> _Problems to solve_:
1. Please translate this sentence from the police blotter post into Spanish: "At least they were smart enough to steal the gloves, too."
2. Write a continuation of the police blotter post, starting after its final sentence.

> _Extract provided_:
----------------------------------------

Because of the long weekend, some of the reports are still behind, so forgive me if this week's post is a little lacking.
A car with two passengers and Hello Kitty stickers on the back windows
was observed pulling up and taking mail from a mailbox in the 17000
block of Martha Drive at 11:16 a.m. May 21.
Damn that Hello Kitty! She's clearly a bad influence.
Gardening tools and gloves were stolen from an open garage in the 3700
block of West Dory Drive between 1:45 p.m. and 3 p.m. May 20.
At least they were smart enough to steal the gloves, too. Clearly they have some serious gardening to get done!
Police are seeking a 33-year-old woman who shoplifted a total of $54
worth of groceries at Pick 'n Save, 7780 S. Lovers Lane Road, on three
separate occasions between April 23 and May 4. The suspect was
identified by her Advantage Card, which she swiped in the self-checkout
lanes during each incident.
As a general rule, if you're planning to steal shit, you probably don't need to use your savings card.

----------------------------------------

> _Source material_:
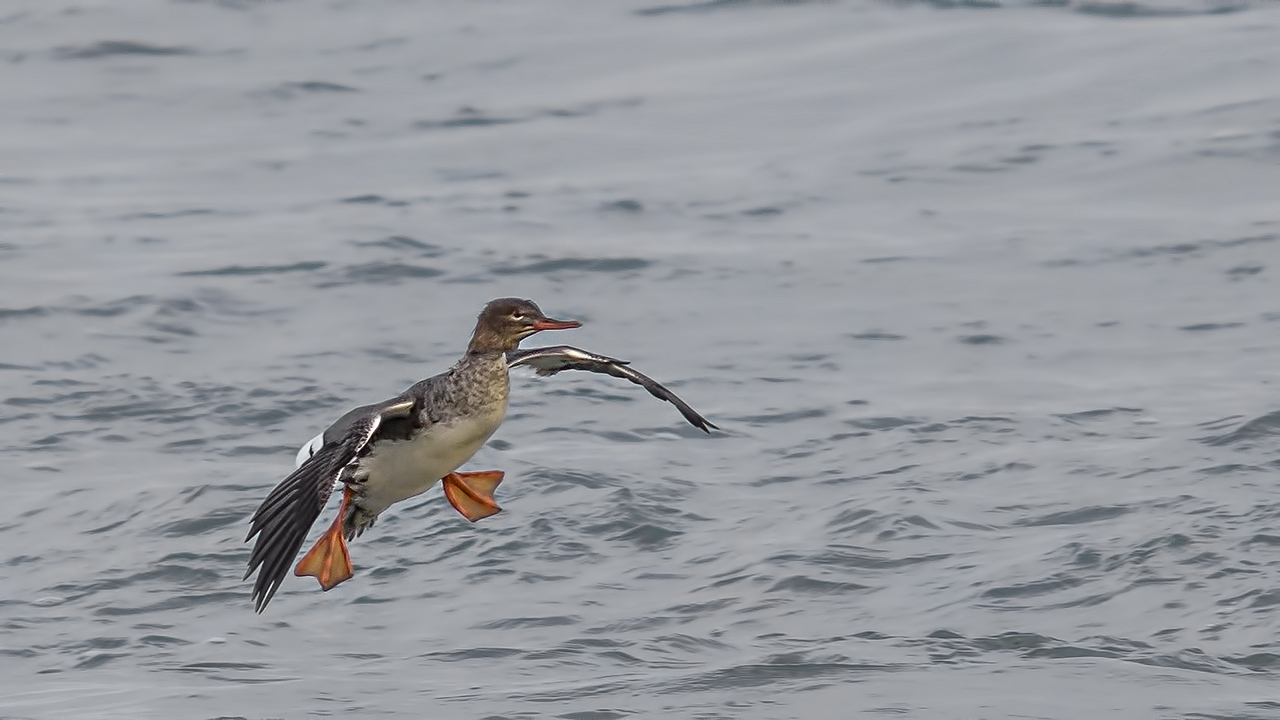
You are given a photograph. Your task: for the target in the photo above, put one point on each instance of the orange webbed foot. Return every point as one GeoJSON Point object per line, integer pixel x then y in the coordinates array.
{"type": "Point", "coordinates": [328, 560]}
{"type": "Point", "coordinates": [471, 493]}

----------------------------------------

> _Task-by-task results_:
1. Al menos fueron lo bastante listos como para robar también los guantes.

2.
Two 69-year-old Franklin men were arrested for disorderly conduct after
they had a physical altercation in the 6800 block of South 109th Street
at about 11 a.m. May 21. One of the men struck the other in the face
with binoculars, and a scuffle ensued, resulting in both men sustaining
minor injuries.
This sounds like an awesome sitcom waiting to happen. FOX, I'm looking at you...
A resident in the 5300 block of South 43rd Street called police at 12:10
p.m. May 24 to report she saw a bobcat in her yard during the past
several nights. Police responded and saw no evidence of a bobcat in the
resident's yard.
I live right around here, and the only bobcat you're likely to see is this kind. (Or possibly this kind, but even that's a long-shot.)
An officer who stopped to assist a disabled vehicle at 108th Street and
Edgerton Avenue at 6:30 a.m. May 25 discovered the vehicle was not
disabled but that the driver had stopped her car because she was deathly
afraid of spiders and believed one was crawling on her hand. The
officer assisted the driver by checking for spiders in the vehicle and
she was sent on her way.
This sounds like something I would do. Actually, funny/true story for you all. When Hubby and I first started hanging out, we were driving around when a spider dropped down near him. He flipped his shit a little (who wouldn't?) and flung it out the window as fast as he could. That's when I knew I liked him. :)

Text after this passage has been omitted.